Supplied material |
————————

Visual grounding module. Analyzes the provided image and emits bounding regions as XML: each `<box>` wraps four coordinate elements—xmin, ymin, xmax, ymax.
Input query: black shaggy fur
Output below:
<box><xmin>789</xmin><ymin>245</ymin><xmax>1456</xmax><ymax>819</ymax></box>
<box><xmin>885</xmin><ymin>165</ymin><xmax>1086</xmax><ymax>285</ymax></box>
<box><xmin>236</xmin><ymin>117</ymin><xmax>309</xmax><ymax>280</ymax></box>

————————

Problem | Copy all the data above again, requests and all, but raise every box coordinate in the answers by 101.

Right answer |
Visual grounding module. Analyzes the provided image and emits bounding regions as XML: each `<box>` wraps four coordinate elements—xmin, ymin, xmax, ymax.
Input query: black shaggy fur
Output below:
<box><xmin>890</xmin><ymin>346</ymin><xmax>1557</xmax><ymax>920</ymax></box>
<box><xmin>986</xmin><ymin>266</ymin><xmax>1187</xmax><ymax>386</ymax></box>
<box><xmin>337</xmin><ymin>218</ymin><xmax>410</xmax><ymax>381</ymax></box>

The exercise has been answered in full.